_Passage shown_
If you’re bored with your same old workout routine, your muscles probably are, too. And if you want to see results, you’re going to need to change things up.
Your body adapts to the same old routine. New routines help shake things up both physically and mentally. Also, as you get stronger, you have to kick up the challenge a notch if you want to continue to see results.
Try the following seven popular exercises with simple yet challenging variations to boost your results, up your calorie burn, and take your workout from good to great. Do these two to three times a week; start with one or two sets and work up to three to four sets of 10 to 12 reps, unless otherwise noted.
1. Side-to-Side Jumps
Plyometric side-to-side jumps (a.k.a. ski jumps). Ski jumps add intensity, work the deep muscle fibers and add an element of balance and coordination.
How to do it: Place a jump rope or other divider on the floor next to you. Imagine you’re a skier doing moguls, and quickly jump side to side over the divider, taking care to land each time with your feet hip-width apart. Start with 50 jumps (25 per side).
2. Weighted Step-Up
This move uses weights (start with five- to eight-pound dumbbells) for greater glutes and core activation than lunges.
How to do it: Place your right foot on a four to six inch step or curb. Push off with the left leg to raise your body onto the step, placing the left foot next to the right foot. Slowly shift your weight to your right foot and lower your left foot back to the floor and completely step off platform by following with your right foot. Repeat 10 to 15 times, alternating lead legs.
3. Push-Up on a Bosu Ball
The unstable surface of a Bosu ball makes muscles work harder to maintain balance.
How to do it: Flip the Bosu over onto its dome, flat side up. Grip the sides of the platform or place your hands on top of it and perform a push-up. Keep your body in a straight line and keep your core engaged the entire time.
4. Medicine Ball Planks
Adding a medicine ball under your feet (harder) and/or hands turns a ho-hum move into a power workout.
How to do it: Perform a traditional plank exercise but start with your feet and/or hands on a sturdy medicine ball; keep your body aligned without allowing your hips to hike up or sag. Hold for 20 to 60 seconds,
5. Inverted Rows
The inverted row is super effective for the lats (back), and requires major core activation but with minimal shoulder stress.
How to do it: Lie on your back under a fixed horizontal bar (or a broom handle anchored on propped up on the seats of two sturdy chairs) and grasp the bar with a wide grip. Keep your body straight as you pull yourself up towards the bar; slowly lower yourself to starting position and repeat.
6. Chair Squats
The slow descent of this move works the glutes and quads (thighs) and takes stress off the knees.
How to do it: Hold onto five- to eight-pound dumbbells and position yourself in front of a sturdy dining room chair. Keeping feet shoulder width apart, abs engaged, head up and eyes looking forward, slowly lower yourself by bending at the knees and hips, until you sit on the chair. Pause for only a second (do not bounce) and then slowly return to starting position without locking knees.
7. One-Arm Chest Press On Fitness Ball
This one-armed press on a fitness ball provides core stability and strengthening, with less stress on the shoulders than you get with a flat bench press.
How to do it: Start by sitting on a fitness ball, holding on to a five- to eight-pound dumbbell in one hand. Walk out and allow the ball to roll out until you’re in a stable, table-top position, hips and thighs parallel to the floor, knees at a 90-degree angle and head and neck supported by the ball. Holding on to the dumbbell, and with your other arm across your midsection for balance, bring the dumbbell out to the side with your elbow at a 90-degree angle, wrist stacked directly above your elbow. Push up and slightly towards the center by extending your arm; slowly return to starting position. Repeat 12 to 15 times and switch arms.

_Record extracts_
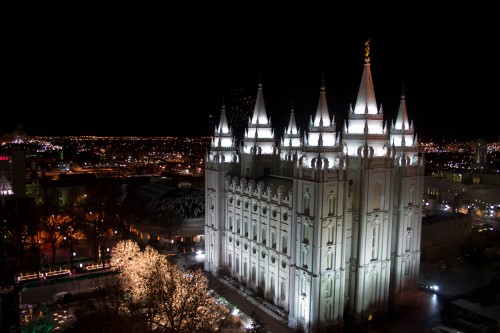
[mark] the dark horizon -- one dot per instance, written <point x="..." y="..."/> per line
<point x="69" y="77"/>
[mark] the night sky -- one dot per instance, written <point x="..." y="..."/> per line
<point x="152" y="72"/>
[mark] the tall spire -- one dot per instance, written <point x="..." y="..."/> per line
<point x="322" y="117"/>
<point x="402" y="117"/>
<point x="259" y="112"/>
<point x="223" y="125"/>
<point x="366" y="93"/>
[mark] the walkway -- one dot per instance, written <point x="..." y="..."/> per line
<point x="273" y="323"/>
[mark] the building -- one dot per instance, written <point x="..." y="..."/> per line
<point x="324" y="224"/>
* * *
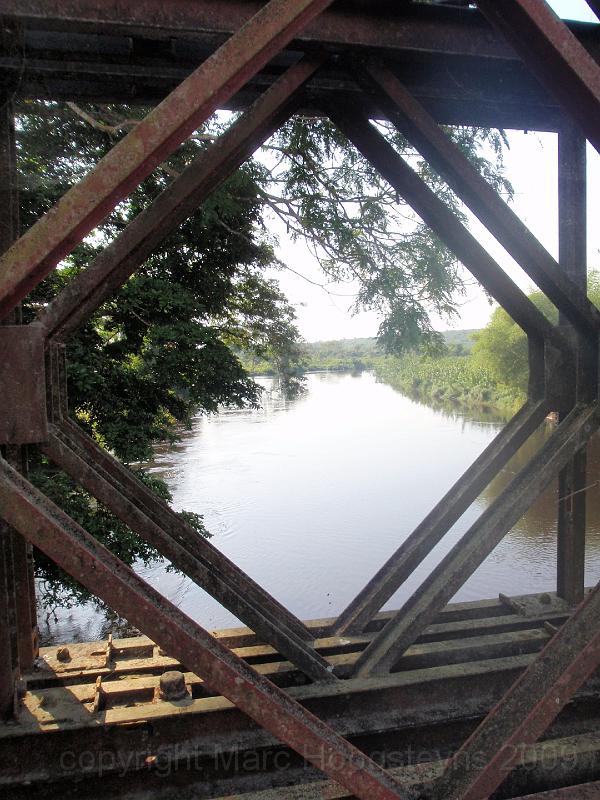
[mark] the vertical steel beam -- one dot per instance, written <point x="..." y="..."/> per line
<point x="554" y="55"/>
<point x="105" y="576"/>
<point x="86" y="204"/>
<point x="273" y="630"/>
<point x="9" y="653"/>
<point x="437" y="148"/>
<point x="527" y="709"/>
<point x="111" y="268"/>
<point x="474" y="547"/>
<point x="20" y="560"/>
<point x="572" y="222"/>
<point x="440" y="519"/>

_Instructions to follow_
In the exercise article, take the part that opens with the words "How to do it: Lie" and closes with "off the knees.", and switch every "bar" in it to "pipe". Nothing in the records is needed here.

_Task solution_
How to do it: Lie on your back under a fixed horizontal pipe (or a broom handle anchored on propped up on the seats of two sturdy chairs) and grasp the pipe with a wide grip. Keep your body straight as you pull yourself up towards the pipe; slowly lower yourself to starting position and repeat.
6. Chair Squats
The slow descent of this move works the glutes and quads (thighs) and takes stress off the knees.